───── 読解用本文

古田 いや、僕はお昼が多いですね。夜も行きますけど、いつもお任せでお願いしてます。月一くらいで行ってますね。もともと「わさ」の山下さんに紹介してもらって、そこから通うようになったんです。で、その3か月後にイタリア旅行に誘ってもらって。
本田 へえ! イタリアにはいつ行ったの?
古田 3年前の夏ですね。エミリアロマーニャの「オステリア フランチェスカーナ」とか「イル ポーベロ ディアヴォロ」とか。
本田 「イル ポーベロ ディアヴォロ」のピエール・ジョルジョシェフ、どこか行っちゃったんだよね。俺、すごい好きだったんだよね、ハーブの使い方とかさ。ハーブの辞典見た?
古田 辞典は見てないですね、ハーブ園は全部見せてもらいました。
本田 イチジク食べた? ウイキョウのっけて、これが料理だって。それがめちゃくちゃうまくて、すげーなーって思って。彼、繊細なイタリア人って感じでさ。手帳作ってて、ハーブの何百種類だったかな。すっごい丁寧な字で書いてあるわけ。昆虫採集やってる子供みたいな感じで。
古田 マメな感じですよね。あの場所であのスタンスで、あんなゆったりした流れの場所で。
本田 そう。ロマンティコに話を戻すと、飲み物はどうしてるの?
古田 昼行くときはグラスで、スプマンテから白・赤くらいですけど、夜行ったらボトルで通してますね。味わいがしっかりしているので、赤な感じでいけますよね。
本田 赤な感じ?
古田 赤で結構いけますね。もしくは、しっかりした白。白が好きなんです。豚肉なら、白と合わせたり。
本田 白でうまいのは永遠にそれだけでいけちゃう。
古田 そうですね。そういうので、頼んだりもしますね。スペシャリテがトロフィエのジェノヴェーゼなんですよ。
本田 毎回出てくるの?
古田 毎回出るわけじゃないですけど、パスタはいつも2品くらいだしてもらってて、一品はショートで、一品はロングで、両方とも手打ちなんですけど、トロフィエとタヤリン、ピチ(もっちりした少し長めのパスタ)とか。
本田 シェフ、ピエモンテにいたとか?
古田 どうだろう? 北の方の料理のイメージですね。もともと学者になろうとしてたみたいなんですよ。イタリアの文化について、食文化について、この料理がなぜ生まれたのかとか……、全部答えてくださるんです。すごい面白いんですよ。メディアには全く出ないし。
本田 そうだよね。シェフの写真も見たことないもん。ロマンティコは誰と行くの?
古田 一人で行くことが多いですね。空気読める人じゃないと連れていけない(笑)。特に、料理人を連れていくとなると、選ぶ。シェフが好きそうな店のシェフでないと、ちょっと連れていけないですね。
本田 なるほどね。かなり気になる店だな。ここも一緒に行くこと決定! 和食となると? 鮨とかは?

──────────

- [指定課題 A] 本文のうち「古田 そうですね。そういうの」から「本田 そうだよね。シェフの写真も見たことないもん。ロマンティコは誰と行くの?」に至るまでの全範囲を、一字一句変えずに書き出すこと。

───── 課題用データ

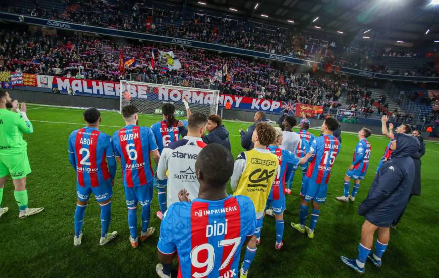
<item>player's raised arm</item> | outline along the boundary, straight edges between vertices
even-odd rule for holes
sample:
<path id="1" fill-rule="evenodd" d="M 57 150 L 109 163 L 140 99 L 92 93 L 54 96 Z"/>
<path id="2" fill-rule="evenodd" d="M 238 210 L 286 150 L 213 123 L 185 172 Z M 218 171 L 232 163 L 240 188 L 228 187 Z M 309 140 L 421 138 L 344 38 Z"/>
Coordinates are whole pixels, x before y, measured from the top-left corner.
<path id="1" fill-rule="evenodd" d="M 189 108 L 189 104 L 188 103 L 188 101 L 186 97 L 185 97 L 183 99 L 183 104 L 185 106 L 185 108 L 186 109 L 186 118 L 188 120 L 189 119 L 189 116 L 192 115 L 192 112 L 191 112 L 191 109 Z"/>
<path id="2" fill-rule="evenodd" d="M 17 104 L 16 109 L 14 109 L 14 107 L 13 107 L 12 110 L 18 112 L 20 115 L 20 116 L 18 119 L 17 122 L 16 122 L 17 125 L 18 127 L 18 129 L 26 134 L 31 134 L 33 133 L 33 126 L 32 125 L 32 123 L 29 120 L 29 118 L 27 117 L 27 115 L 26 114 L 27 111 L 26 103 L 24 102 L 21 103 L 21 109 L 19 110 L 18 109 L 18 102 L 15 102 L 16 101 L 14 101 L 14 102 Z M 14 105 L 14 104 L 13 104 L 13 105 Z"/>

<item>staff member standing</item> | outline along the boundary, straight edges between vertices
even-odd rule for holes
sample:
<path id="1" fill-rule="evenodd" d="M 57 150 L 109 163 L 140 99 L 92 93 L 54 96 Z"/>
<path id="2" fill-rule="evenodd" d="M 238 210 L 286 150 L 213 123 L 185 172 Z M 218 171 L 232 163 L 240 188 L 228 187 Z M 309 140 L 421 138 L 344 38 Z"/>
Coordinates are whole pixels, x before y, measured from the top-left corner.
<path id="1" fill-rule="evenodd" d="M 420 146 L 419 150 L 417 152 L 413 154 L 411 156 L 415 163 L 415 180 L 413 181 L 413 186 L 412 187 L 412 192 L 410 194 L 410 197 L 409 198 L 409 201 L 413 195 L 421 195 L 421 158 L 423 155 L 425 154 L 425 142 L 424 142 L 424 138 L 421 136 L 421 132 L 419 130 L 414 130 L 412 132 L 412 135 L 418 138 L 419 141 Z M 407 208 L 407 206 L 404 208 L 404 210 L 400 214 L 399 216 L 396 218 L 392 224 L 392 228 L 396 228 L 397 224 L 401 220 L 404 211 Z"/>

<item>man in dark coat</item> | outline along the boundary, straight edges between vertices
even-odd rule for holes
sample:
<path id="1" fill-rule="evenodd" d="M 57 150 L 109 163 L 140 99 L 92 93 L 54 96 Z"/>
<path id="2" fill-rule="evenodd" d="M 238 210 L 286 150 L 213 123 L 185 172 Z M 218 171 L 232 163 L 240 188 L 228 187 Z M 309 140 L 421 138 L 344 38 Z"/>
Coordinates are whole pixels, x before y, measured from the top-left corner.
<path id="1" fill-rule="evenodd" d="M 419 130 L 414 130 L 412 132 L 412 135 L 416 137 L 419 141 L 420 147 L 417 152 L 411 155 L 413 162 L 415 163 L 415 180 L 413 182 L 413 186 L 412 188 L 412 193 L 409 198 L 409 201 L 413 195 L 421 195 L 421 158 L 425 154 L 425 142 L 424 138 L 421 136 L 421 132 Z M 406 208 L 401 212 L 401 214 L 397 218 L 392 225 L 392 228 L 396 228 L 397 224 L 399 223 L 401 218 L 404 213 Z"/>
<path id="2" fill-rule="evenodd" d="M 375 265 L 381 266 L 381 258 L 389 243 L 389 227 L 404 209 L 412 191 L 415 164 L 410 156 L 419 150 L 419 141 L 410 135 L 395 133 L 390 148 L 393 151 L 391 159 L 381 167 L 358 208 L 358 214 L 366 218 L 361 229 L 358 257 L 357 259 L 340 257 L 344 263 L 361 274 L 364 273 L 368 258 Z M 371 254 L 377 229 L 375 252 Z"/>
<path id="3" fill-rule="evenodd" d="M 209 134 L 203 137 L 203 142 L 208 144 L 218 143 L 230 151 L 229 131 L 221 124 L 221 118 L 217 115 L 212 114 L 207 117 L 207 129 Z"/>
<path id="4" fill-rule="evenodd" d="M 261 122 L 268 121 L 266 114 L 262 111 L 256 112 L 254 119 L 254 124 L 249 126 L 246 132 L 244 132 L 241 128 L 239 129 L 239 134 L 241 134 L 241 146 L 247 151 L 253 149 L 253 144 L 251 142 L 251 137 L 256 125 Z"/>

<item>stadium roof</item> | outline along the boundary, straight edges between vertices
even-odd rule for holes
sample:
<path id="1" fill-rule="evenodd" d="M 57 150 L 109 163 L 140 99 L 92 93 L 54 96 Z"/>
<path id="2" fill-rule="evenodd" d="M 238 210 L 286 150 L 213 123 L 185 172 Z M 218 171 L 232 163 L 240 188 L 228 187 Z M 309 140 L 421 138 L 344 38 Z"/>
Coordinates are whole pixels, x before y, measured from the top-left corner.
<path id="1" fill-rule="evenodd" d="M 180 4 L 184 1 L 170 2 Z M 227 15 L 244 16 L 283 27 L 290 26 L 299 30 L 312 30 L 343 36 L 347 39 L 357 37 L 371 42 L 412 47 L 439 40 L 439 5 L 431 2 L 431 0 L 189 0 L 187 3 L 191 8 L 219 10 Z"/>

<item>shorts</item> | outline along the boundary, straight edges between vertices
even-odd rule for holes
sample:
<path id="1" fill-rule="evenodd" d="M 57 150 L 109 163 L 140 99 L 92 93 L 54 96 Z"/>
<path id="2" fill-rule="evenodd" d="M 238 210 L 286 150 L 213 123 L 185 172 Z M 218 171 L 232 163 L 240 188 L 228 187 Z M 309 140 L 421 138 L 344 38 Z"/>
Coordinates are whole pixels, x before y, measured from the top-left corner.
<path id="1" fill-rule="evenodd" d="M 31 173 L 32 170 L 25 150 L 21 153 L 0 155 L 0 177 L 10 174 L 12 179 L 19 179 Z"/>
<path id="2" fill-rule="evenodd" d="M 127 207 L 133 208 L 137 206 L 138 202 L 141 206 L 150 205 L 154 187 L 152 182 L 149 182 L 147 184 L 138 187 L 124 186 L 124 191 L 125 192 Z"/>
<path id="3" fill-rule="evenodd" d="M 278 200 L 269 198 L 267 200 L 265 210 L 270 208 L 270 207 L 273 209 L 273 211 L 276 215 L 279 215 L 283 212 L 285 210 L 285 195 L 282 194 L 282 196 L 279 196 L 279 199 Z"/>
<path id="4" fill-rule="evenodd" d="M 327 196 L 327 184 L 317 184 L 307 177 L 300 190 L 300 195 L 309 202 L 312 200 L 316 203 L 324 203 Z"/>
<path id="5" fill-rule="evenodd" d="M 109 200 L 113 194 L 111 184 L 99 186 L 96 187 L 81 187 L 76 184 L 76 196 L 80 201 L 87 202 L 90 199 L 91 193 L 98 202 L 103 202 Z"/>
<path id="6" fill-rule="evenodd" d="M 348 169 L 348 171 L 346 172 L 346 175 L 354 179 L 364 179 L 366 171 L 364 173 L 362 173 L 361 170 L 357 169 L 353 169 L 352 170 Z"/>
<path id="7" fill-rule="evenodd" d="M 256 220 L 256 228 L 254 229 L 254 233 L 258 234 L 260 233 L 261 229 L 262 228 L 262 224 L 264 222 L 264 218 L 261 217 Z"/>

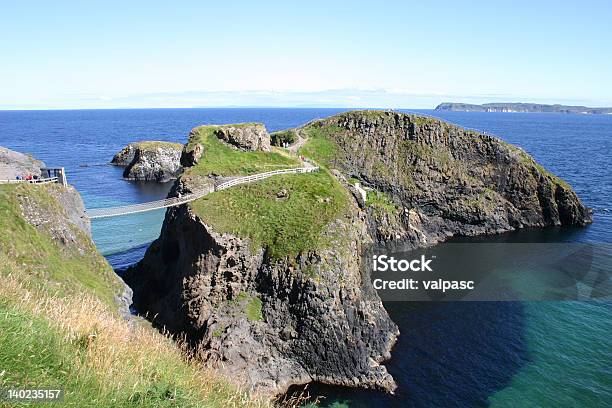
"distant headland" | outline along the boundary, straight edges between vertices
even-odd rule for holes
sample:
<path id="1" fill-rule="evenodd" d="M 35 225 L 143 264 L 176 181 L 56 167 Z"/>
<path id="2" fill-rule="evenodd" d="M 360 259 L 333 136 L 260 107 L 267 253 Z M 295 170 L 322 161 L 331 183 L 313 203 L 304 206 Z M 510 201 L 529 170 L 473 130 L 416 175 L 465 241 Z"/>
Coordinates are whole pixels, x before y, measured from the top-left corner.
<path id="1" fill-rule="evenodd" d="M 540 103 L 485 103 L 475 105 L 471 103 L 443 102 L 436 106 L 436 110 L 458 112 L 523 112 L 523 113 L 583 113 L 583 114 L 612 114 L 612 108 L 588 108 L 586 106 L 571 105 L 545 105 Z"/>

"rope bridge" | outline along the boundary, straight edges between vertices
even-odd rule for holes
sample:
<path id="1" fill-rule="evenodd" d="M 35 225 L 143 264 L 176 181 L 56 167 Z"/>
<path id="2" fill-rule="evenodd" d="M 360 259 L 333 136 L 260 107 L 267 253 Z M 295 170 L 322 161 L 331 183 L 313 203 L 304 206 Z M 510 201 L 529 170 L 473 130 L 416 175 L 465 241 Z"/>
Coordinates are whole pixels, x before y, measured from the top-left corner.
<path id="1" fill-rule="evenodd" d="M 311 173 L 319 170 L 319 167 L 314 166 L 308 162 L 304 162 L 304 167 L 282 169 L 268 171 L 265 173 L 252 174 L 250 176 L 235 177 L 222 183 L 216 184 L 214 187 L 208 187 L 202 190 L 197 190 L 190 194 L 186 194 L 180 197 L 165 198 L 163 200 L 150 201 L 142 204 L 131 204 L 119 207 L 107 207 L 107 208 L 92 208 L 85 212 L 88 218 L 107 218 L 116 217 L 119 215 L 135 214 L 146 211 L 159 210 L 162 208 L 174 207 L 181 204 L 197 200 L 215 191 L 225 190 L 227 188 L 239 185 L 252 183 L 254 181 L 263 180 L 278 174 L 292 174 L 292 173 Z"/>

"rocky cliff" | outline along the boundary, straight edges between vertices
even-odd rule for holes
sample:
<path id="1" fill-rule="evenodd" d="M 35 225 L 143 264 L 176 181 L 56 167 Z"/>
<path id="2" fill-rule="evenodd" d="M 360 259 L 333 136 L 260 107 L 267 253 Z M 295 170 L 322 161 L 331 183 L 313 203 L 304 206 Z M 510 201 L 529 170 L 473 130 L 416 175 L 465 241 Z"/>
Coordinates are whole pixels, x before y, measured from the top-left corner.
<path id="1" fill-rule="evenodd" d="M 443 102 L 436 106 L 436 110 L 456 112 L 522 112 L 522 113 L 574 113 L 574 114 L 611 114 L 612 108 L 589 108 L 576 105 L 547 105 L 541 103 L 485 103 L 475 105 L 471 103 Z"/>
<path id="2" fill-rule="evenodd" d="M 591 222 L 571 187 L 525 151 L 441 120 L 348 112 L 302 132 L 312 138 L 313 156 L 370 188 L 378 241 L 422 246 L 453 235 Z"/>
<path id="3" fill-rule="evenodd" d="M 0 147 L 7 171 L 34 174 L 44 164 L 29 156 Z M 130 316 L 131 289 L 113 272 L 98 253 L 91 239 L 89 219 L 78 191 L 70 186 L 51 184 L 2 184 L 2 217 L 5 232 L 0 248 L 19 259 L 20 265 L 34 263 L 31 276 L 53 290 L 94 293 L 113 306 L 124 317 Z M 34 228 L 37 233 L 28 231 Z M 6 227 L 6 230 L 4 228 Z M 2 240 L 10 242 L 1 242 Z M 6 244 L 6 247 L 3 247 Z M 2 252 L 2 251 L 0 251 Z M 59 260 L 58 258 L 61 258 Z M 20 273 L 28 272 L 24 270 Z M 61 282 L 61 283 L 59 283 Z"/>
<path id="4" fill-rule="evenodd" d="M 15 180 L 17 176 L 40 176 L 45 164 L 32 156 L 0 146 L 0 180 Z"/>
<path id="5" fill-rule="evenodd" d="M 192 132 L 185 154 L 196 144 L 203 154 L 175 192 L 201 189 L 227 162 L 274 169 L 287 160 L 232 151 L 214 130 Z M 169 210 L 160 238 L 126 274 L 136 308 L 258 393 L 310 381 L 393 390 L 380 362 L 398 330 L 361 275 L 371 242 L 363 212 L 327 172 L 283 177 Z"/>
<path id="6" fill-rule="evenodd" d="M 215 135 L 232 146 L 243 150 L 270 151 L 270 135 L 261 123 L 239 123 L 219 126 Z"/>
<path id="7" fill-rule="evenodd" d="M 130 143 L 111 164 L 124 166 L 123 177 L 128 180 L 167 182 L 181 172 L 182 149 L 183 145 L 170 142 Z"/>
<path id="8" fill-rule="evenodd" d="M 192 131 L 174 193 L 291 164 L 232 149 L 217 130 Z M 399 333 L 362 275 L 368 244 L 590 222 L 571 188 L 525 152 L 438 120 L 349 112 L 296 132 L 321 172 L 168 210 L 126 274 L 140 312 L 260 393 L 309 381 L 395 388 L 380 363 Z"/>

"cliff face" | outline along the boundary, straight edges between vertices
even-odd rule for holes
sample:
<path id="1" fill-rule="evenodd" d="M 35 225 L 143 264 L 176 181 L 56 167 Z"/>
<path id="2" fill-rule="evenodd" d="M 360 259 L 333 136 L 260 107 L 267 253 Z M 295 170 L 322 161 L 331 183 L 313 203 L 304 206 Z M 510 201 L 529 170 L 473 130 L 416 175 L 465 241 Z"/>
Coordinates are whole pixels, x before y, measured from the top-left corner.
<path id="1" fill-rule="evenodd" d="M 270 135 L 261 123 L 219 126 L 215 130 L 215 135 L 239 149 L 270 151 Z"/>
<path id="2" fill-rule="evenodd" d="M 201 167 L 186 169 L 178 192 L 210 182 L 196 174 L 227 151 L 210 152 L 203 149 Z M 260 161 L 254 153 L 235 157 Z M 272 160 L 267 157 L 262 161 Z M 160 238 L 126 274 L 134 305 L 158 325 L 186 334 L 204 361 L 258 393 L 310 381 L 393 390 L 380 362 L 389 358 L 398 330 L 361 275 L 361 248 L 371 242 L 363 212 L 327 173 L 286 177 L 287 184 L 270 179 L 216 193 L 237 194 L 221 209 L 202 210 L 198 202 L 170 209 Z M 237 207 L 252 201 L 257 205 L 242 216 Z M 264 207 L 277 215 L 259 216 Z M 302 223 L 313 207 L 313 220 Z M 335 215 L 311 233 L 326 212 Z M 233 219 L 269 229 L 229 233 L 224 222 Z M 285 250 L 293 240 L 303 241 L 300 250 Z"/>
<path id="3" fill-rule="evenodd" d="M 418 246 L 452 235 L 591 222 L 571 187 L 523 150 L 440 120 L 349 112 L 304 132 L 331 144 L 330 166 L 390 198 L 386 208 L 368 211 L 379 241 Z"/>
<path id="4" fill-rule="evenodd" d="M 230 148 L 218 129 L 192 131 L 175 192 L 295 166 L 286 154 Z M 522 150 L 434 119 L 349 112 L 296 134 L 321 172 L 169 209 L 126 274 L 141 313 L 260 393 L 309 381 L 395 388 L 380 363 L 399 333 L 360 268 L 373 241 L 416 247 L 590 222 L 571 188 Z"/>
<path id="5" fill-rule="evenodd" d="M 7 152 L 4 164 L 10 171 L 34 174 L 36 167 L 44 166 L 21 153 L 0 151 Z M 62 294 L 94 294 L 113 309 L 118 303 L 123 316 L 130 315 L 131 290 L 96 250 L 83 200 L 74 187 L 0 183 L 0 210 L 0 256 L 18 262 L 18 276 Z"/>
<path id="6" fill-rule="evenodd" d="M 113 157 L 111 164 L 124 166 L 123 177 L 128 180 L 167 182 L 181 172 L 182 149 L 178 143 L 130 143 Z"/>

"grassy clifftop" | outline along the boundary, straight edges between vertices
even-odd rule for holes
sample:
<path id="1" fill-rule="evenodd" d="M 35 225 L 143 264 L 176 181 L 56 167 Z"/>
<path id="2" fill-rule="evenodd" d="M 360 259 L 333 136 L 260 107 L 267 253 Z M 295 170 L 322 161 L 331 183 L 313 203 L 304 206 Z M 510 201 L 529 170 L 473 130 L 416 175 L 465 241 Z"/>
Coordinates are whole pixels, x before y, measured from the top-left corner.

──────────

- [指定課題 B] 上記の行の中から「boundary」という文字列を含むものをすべて見つけ、該当する行をそのまま書き写すこと。

- [課題の解答 A]
古田 そうですね。そういうので、頼んだりもしますね。スペシャリテがトロフィエのジェノヴェーゼなんですよ。
本田 毎回出てくるの?
古田 毎回出るわけじゃないですけど、パスタはいつも2品くらいだしてもらってて、一品はショートで、一品はロングで、両方とも手打ちなんですけど、トロフィエとタヤリン、ピチ(もっちりした少し長めのパスタ)とか。
本田 シェフ、ピエモンテにいたとか?
古田 どうだろう? 北の方の料理のイメージですね。もともと学者になろうとしてたみたいなんですよ。イタリアの文化について、食文化について、この料理がなぜ生まれたのかとか……、全部答えてくださるんです。すごい面白いんですよ。メディアには全く出ないし。
本田 そうだよね。シェフの写真も見たことないもん。ロマンティコは誰と行くの?

- [課題の解答 B]
<item>player's raised arm</item> | outline along the boundary, straight edges between vertices
<item>staff member standing</item> | outline along the boundary, straight edges between vertices
<item>man in dark coat</item> | outline along the boundary, straight edges between vertices
<item>stadium roof</item> | outline along the boundary, straight edges between vertices
<item>shorts</item> | outline along the boundary, straight edges between vertices
"distant headland" | outline along the boundary, straight edges between vertices
"rope bridge" | outline along the boundary, straight edges between vertices
"rocky cliff" | outline along the boundary, straight edges between vertices
"cliff face" | outline along the boundary, straight edges between vertices
"grassy clifftop" | outline along the boundary, straight edges between vertices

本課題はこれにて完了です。